### PAGE TEXT

Professor Robert Schoch, a Boston University geologist and specialist in rock erosion who had played a key role in validating West’s evidence, was satisfied as to the reason for this. The weathering of the Sphinx—and of the walls of its surrounding rock-hewn enclosure—had not been caused by wind-scouring at all but by thousands of years of heavy rainfall long ages before the Old Kingdom came into being.

Having won over his professional peers at the 1992 Convention of the Geological Society of America,4 Schoch went on to explain his findings to a much wider and more eclectic audience (including Egyptologists) at the 1992 Annual Meeting of the American Association for the Advancement of Science (AAAS).

 

He began by pointing out to delegates that,

‘the body of the Sphinx and the walls of the Sphinx ditch are deeply weathered and eroded ... This erosion is a couple of meters thick in places, at least on the walls. It’s very deep, it’s very old in my opinion, and it gives a rolling and undulating profile ...’5

4

‘An abstract of our team’s work was submitted to the Geological Society of America, and we were invited to present our findings at a poster session of at the GSA convention in San Diego—the geological Superbowl. Geologists from all over the world thronged to our booth, much intrigued. Dozens of experts in fields relevant to our research offered help and advice. Shown the evidence, some geologists just laughed, astounded [as Schoch had been initially] that in two centuries of research, no one, geologist or Egyptologist, had noticed that the Sphinx had been weathered by water.’ Serpent in the Sky, p. 229; Mystery of the Sphinx. NBC-TV, 1993. 275 geologists endorsed Schoch’s findings.

5 AAAS, Annual Meeting 1992, Debate: How Old is the Sphinx?


Such undulations are easily recognizable to stratigraphers and palaeontologists as having been caused by ‘precipitation-induced weathering’.

 

As Santha Faiia’s photographs of the Sphinx and the Sphinx enclosure indicate, this weathering takes the distinctive form of a combination of deep vertical fissures and undulating, horizontal coves— ‘a classic textbook example,’ in Schoch’s words,

‘of what happens to a limestone structure when you have rain beating down on it for thousands of years ... It’s clearly rain precipitation that produced these erosional features.’6

6 Mystery of the Sphinx.

######

» **COMPLETE THE FOLLOWING**
[1] In the passage on the Sphinx's weathering, what does Schoch say caused the erosion of the Sphinx and its enclosure walls?
[2] Carry on the passage on the Sphinx's weathering from the point where it stops.
The listing after this point is separate material, apart from the passage on the Sphinx.

### RECORD EXTRACTS

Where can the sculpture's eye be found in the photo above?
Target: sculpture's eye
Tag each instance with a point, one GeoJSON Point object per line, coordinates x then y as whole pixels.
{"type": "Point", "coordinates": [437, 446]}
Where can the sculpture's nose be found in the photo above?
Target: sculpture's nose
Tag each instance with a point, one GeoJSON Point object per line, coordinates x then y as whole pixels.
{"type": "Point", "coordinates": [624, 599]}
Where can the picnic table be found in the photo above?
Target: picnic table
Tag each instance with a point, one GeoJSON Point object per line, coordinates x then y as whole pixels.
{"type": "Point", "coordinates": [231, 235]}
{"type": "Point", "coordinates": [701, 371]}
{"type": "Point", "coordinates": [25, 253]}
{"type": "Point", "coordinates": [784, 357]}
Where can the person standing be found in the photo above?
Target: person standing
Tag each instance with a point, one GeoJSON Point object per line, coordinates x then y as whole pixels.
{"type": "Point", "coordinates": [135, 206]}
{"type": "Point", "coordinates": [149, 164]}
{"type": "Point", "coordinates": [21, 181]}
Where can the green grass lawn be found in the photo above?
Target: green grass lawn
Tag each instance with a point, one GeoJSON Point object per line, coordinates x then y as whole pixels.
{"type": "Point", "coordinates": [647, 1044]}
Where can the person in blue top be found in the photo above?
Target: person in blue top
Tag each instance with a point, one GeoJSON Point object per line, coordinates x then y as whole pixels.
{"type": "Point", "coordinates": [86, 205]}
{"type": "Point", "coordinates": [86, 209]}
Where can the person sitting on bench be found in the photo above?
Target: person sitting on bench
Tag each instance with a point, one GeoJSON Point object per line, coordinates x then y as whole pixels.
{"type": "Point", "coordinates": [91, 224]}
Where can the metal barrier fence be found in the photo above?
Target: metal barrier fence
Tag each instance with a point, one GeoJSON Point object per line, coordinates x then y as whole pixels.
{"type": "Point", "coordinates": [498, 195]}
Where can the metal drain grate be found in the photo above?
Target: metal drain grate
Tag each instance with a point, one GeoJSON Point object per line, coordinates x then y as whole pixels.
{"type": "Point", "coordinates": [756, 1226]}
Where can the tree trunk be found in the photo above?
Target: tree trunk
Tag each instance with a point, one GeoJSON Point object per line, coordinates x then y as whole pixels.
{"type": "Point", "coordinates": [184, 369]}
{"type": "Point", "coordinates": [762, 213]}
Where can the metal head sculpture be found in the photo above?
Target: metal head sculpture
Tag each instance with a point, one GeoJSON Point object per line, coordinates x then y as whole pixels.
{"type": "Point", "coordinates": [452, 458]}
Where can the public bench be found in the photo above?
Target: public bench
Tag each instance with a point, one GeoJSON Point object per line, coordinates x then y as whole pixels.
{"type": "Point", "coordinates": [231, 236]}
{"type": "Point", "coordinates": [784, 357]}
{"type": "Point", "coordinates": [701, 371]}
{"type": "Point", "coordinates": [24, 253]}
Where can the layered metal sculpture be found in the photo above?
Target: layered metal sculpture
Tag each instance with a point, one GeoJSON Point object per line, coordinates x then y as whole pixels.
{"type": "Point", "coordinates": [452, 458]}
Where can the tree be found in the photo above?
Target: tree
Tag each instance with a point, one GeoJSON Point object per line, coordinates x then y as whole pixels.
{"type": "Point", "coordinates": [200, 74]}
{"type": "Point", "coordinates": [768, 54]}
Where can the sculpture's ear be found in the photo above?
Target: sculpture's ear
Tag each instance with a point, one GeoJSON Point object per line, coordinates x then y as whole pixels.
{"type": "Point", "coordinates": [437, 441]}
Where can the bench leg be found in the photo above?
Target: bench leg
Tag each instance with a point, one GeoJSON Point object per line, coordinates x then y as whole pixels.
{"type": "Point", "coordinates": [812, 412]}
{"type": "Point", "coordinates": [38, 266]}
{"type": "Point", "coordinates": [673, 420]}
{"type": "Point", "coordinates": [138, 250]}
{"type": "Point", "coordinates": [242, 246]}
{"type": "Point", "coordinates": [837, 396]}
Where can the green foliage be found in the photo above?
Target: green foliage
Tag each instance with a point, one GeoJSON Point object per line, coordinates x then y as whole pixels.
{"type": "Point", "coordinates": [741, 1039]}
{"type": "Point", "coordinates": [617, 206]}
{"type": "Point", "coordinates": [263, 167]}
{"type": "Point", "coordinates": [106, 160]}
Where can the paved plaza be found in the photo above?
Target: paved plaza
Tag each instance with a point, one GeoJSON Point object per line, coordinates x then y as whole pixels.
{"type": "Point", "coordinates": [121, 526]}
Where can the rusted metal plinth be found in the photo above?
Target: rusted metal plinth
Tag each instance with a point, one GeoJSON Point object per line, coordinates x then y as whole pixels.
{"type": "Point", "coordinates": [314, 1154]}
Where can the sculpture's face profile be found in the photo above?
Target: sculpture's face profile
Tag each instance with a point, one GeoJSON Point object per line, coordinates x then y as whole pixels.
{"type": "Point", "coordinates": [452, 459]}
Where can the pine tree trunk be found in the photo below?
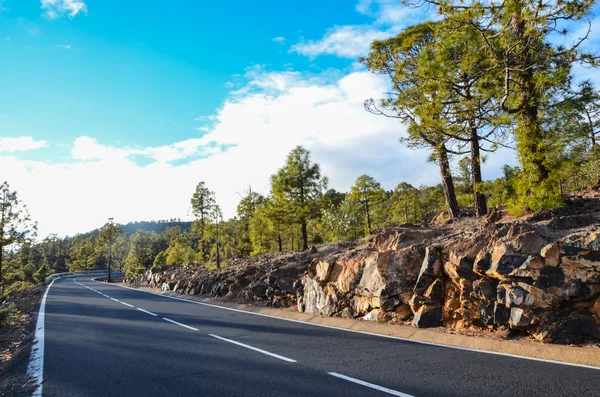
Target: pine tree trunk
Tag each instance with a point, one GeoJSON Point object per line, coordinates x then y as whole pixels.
{"type": "Point", "coordinates": [368, 216]}
{"type": "Point", "coordinates": [447, 183]}
{"type": "Point", "coordinates": [530, 134]}
{"type": "Point", "coordinates": [480, 203]}
{"type": "Point", "coordinates": [304, 235]}
{"type": "Point", "coordinates": [1, 274]}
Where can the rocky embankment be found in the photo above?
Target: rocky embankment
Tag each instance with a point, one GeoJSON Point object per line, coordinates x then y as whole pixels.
{"type": "Point", "coordinates": [539, 275]}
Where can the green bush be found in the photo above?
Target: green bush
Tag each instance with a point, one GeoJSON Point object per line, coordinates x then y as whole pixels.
{"type": "Point", "coordinates": [7, 313]}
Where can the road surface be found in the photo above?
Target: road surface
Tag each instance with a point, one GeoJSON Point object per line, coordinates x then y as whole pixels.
{"type": "Point", "coordinates": [106, 340]}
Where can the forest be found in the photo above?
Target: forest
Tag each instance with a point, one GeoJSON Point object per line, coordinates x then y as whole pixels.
{"type": "Point", "coordinates": [485, 76]}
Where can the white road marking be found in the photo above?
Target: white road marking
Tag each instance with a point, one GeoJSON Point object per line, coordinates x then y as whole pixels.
{"type": "Point", "coordinates": [35, 369]}
{"type": "Point", "coordinates": [371, 385]}
{"type": "Point", "coordinates": [371, 333]}
{"type": "Point", "coordinates": [289, 360]}
{"type": "Point", "coordinates": [183, 325]}
{"type": "Point", "coordinates": [147, 312]}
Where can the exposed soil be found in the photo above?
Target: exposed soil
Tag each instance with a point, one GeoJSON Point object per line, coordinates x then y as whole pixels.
{"type": "Point", "coordinates": [15, 342]}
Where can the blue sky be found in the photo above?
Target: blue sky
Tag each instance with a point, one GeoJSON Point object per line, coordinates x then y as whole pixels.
{"type": "Point", "coordinates": [140, 73]}
{"type": "Point", "coordinates": [112, 108]}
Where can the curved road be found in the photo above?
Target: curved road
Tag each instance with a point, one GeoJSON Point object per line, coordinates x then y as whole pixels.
{"type": "Point", "coordinates": [106, 340]}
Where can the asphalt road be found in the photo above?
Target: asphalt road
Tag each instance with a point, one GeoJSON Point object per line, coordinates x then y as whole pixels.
{"type": "Point", "coordinates": [105, 340]}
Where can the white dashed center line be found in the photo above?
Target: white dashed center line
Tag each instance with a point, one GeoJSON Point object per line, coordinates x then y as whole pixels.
{"type": "Point", "coordinates": [371, 385]}
{"type": "Point", "coordinates": [182, 325]}
{"type": "Point", "coordinates": [147, 312]}
{"type": "Point", "coordinates": [289, 360]}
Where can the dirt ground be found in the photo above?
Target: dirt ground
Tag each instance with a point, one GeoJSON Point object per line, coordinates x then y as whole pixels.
{"type": "Point", "coordinates": [15, 342]}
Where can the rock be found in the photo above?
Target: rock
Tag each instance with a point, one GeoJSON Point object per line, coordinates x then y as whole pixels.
{"type": "Point", "coordinates": [259, 290]}
{"type": "Point", "coordinates": [551, 254]}
{"type": "Point", "coordinates": [482, 262]}
{"type": "Point", "coordinates": [323, 270]}
{"type": "Point", "coordinates": [530, 242]}
{"type": "Point", "coordinates": [404, 312]}
{"type": "Point", "coordinates": [485, 288]}
{"type": "Point", "coordinates": [486, 312]}
{"type": "Point", "coordinates": [596, 308]}
{"type": "Point", "coordinates": [416, 302]}
{"type": "Point", "coordinates": [501, 314]}
{"type": "Point", "coordinates": [429, 316]}
{"type": "Point", "coordinates": [363, 304]}
{"type": "Point", "coordinates": [430, 269]}
{"type": "Point", "coordinates": [435, 292]}
{"type": "Point", "coordinates": [519, 318]}
{"type": "Point", "coordinates": [373, 315]}
{"type": "Point", "coordinates": [571, 222]}
{"type": "Point", "coordinates": [504, 262]}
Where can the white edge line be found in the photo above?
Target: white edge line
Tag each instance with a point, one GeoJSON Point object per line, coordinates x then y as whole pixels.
{"type": "Point", "coordinates": [289, 360]}
{"type": "Point", "coordinates": [371, 385]}
{"type": "Point", "coordinates": [371, 333]}
{"type": "Point", "coordinates": [35, 369]}
{"type": "Point", "coordinates": [147, 312]}
{"type": "Point", "coordinates": [182, 325]}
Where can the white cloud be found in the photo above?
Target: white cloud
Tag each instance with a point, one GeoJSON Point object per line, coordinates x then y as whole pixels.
{"type": "Point", "coordinates": [56, 8]}
{"type": "Point", "coordinates": [350, 41]}
{"type": "Point", "coordinates": [23, 143]}
{"type": "Point", "coordinates": [276, 112]}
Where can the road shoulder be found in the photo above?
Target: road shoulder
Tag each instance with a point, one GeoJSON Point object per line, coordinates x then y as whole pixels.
{"type": "Point", "coordinates": [574, 355]}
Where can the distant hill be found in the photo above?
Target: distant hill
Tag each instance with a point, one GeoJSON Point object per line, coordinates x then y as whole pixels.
{"type": "Point", "coordinates": [150, 226]}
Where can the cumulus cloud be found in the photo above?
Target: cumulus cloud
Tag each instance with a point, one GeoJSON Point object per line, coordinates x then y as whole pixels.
{"type": "Point", "coordinates": [54, 9]}
{"type": "Point", "coordinates": [350, 41]}
{"type": "Point", "coordinates": [19, 144]}
{"type": "Point", "coordinates": [247, 140]}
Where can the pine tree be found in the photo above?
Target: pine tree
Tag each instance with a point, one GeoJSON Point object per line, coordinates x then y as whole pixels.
{"type": "Point", "coordinates": [367, 192]}
{"type": "Point", "coordinates": [299, 187]}
{"type": "Point", "coordinates": [16, 226]}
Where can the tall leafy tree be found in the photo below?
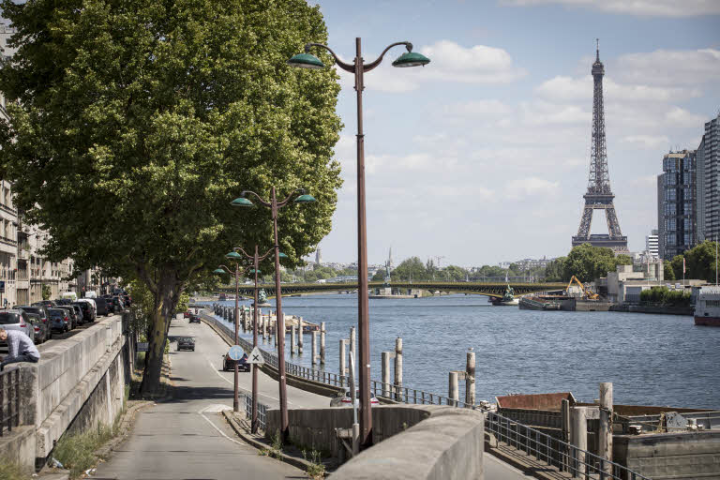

######

» **ANSWERS BELOW**
[1] Thousands of years of heavy rainfall, long before the Old Kingdom came into being.

[2]
Wind/sand erosion presents a very different profile of sharp-edged horizontal channels selectively scoured out from the softer layers of the affected rock. Under no circumstances can it cause the vertical fissures particularly visible in the wall of the Sphinx enclosure.

 

These could only have been ‘formed by water running down the wall’,7 the result of rain falling in enormous quantities, cascading over the slope of the Giza plateau and down into the Sphinx enclosure below.

‘It picked out the weak spots in the rock,’ Schoch elaborated, ‘and opened them up into these fissures—clear evidence to me as a geologist that this erosional feature was caused by rainfall.’8

Although in some places obscured by repair blocks put in place by numerous restorers over the passing millennia, the same observation holds true for the scooped-out, undulating, scalloped coves that run the entire length of the Sphinx’s body. Again, these are characteristic of precipitation-induced weathering because only long periods of heavy rainfall beating down on the upper parts of the immense structure (and cascading over its sides) could have produced such effects.

 

Confirmation of this comes from the fact that the limestone out of which the Sphinx was carved is not uniform in its composition, but consists of a series of hard and soft layers in which some of the more durable rocks recede farther than some of the less durable rocks.9

 

Such a profile simply could not have been produced by wind erosion (which would have selectively chiselled out the softer layers of rock) but,

‘is entirely consistent with precipitation-induced weathering where you have water, rain water beating down from above. The rocks higher up are the more durable ones but they recede back farther than some of the less durable rocks lower in the section which are more protected.’10

In his summing up at the AAAS meeting, Schoch concluded:

It’s well known that the Sphinx enclosure fills with sand very quickly, in just a matter of decades, under the desert conditions of the Sahara. And it has to be dug out periodically. And this has been the case since ancient times. Yet you still get this dramatic rolling, erosional profile in the Sphinx enclosure ...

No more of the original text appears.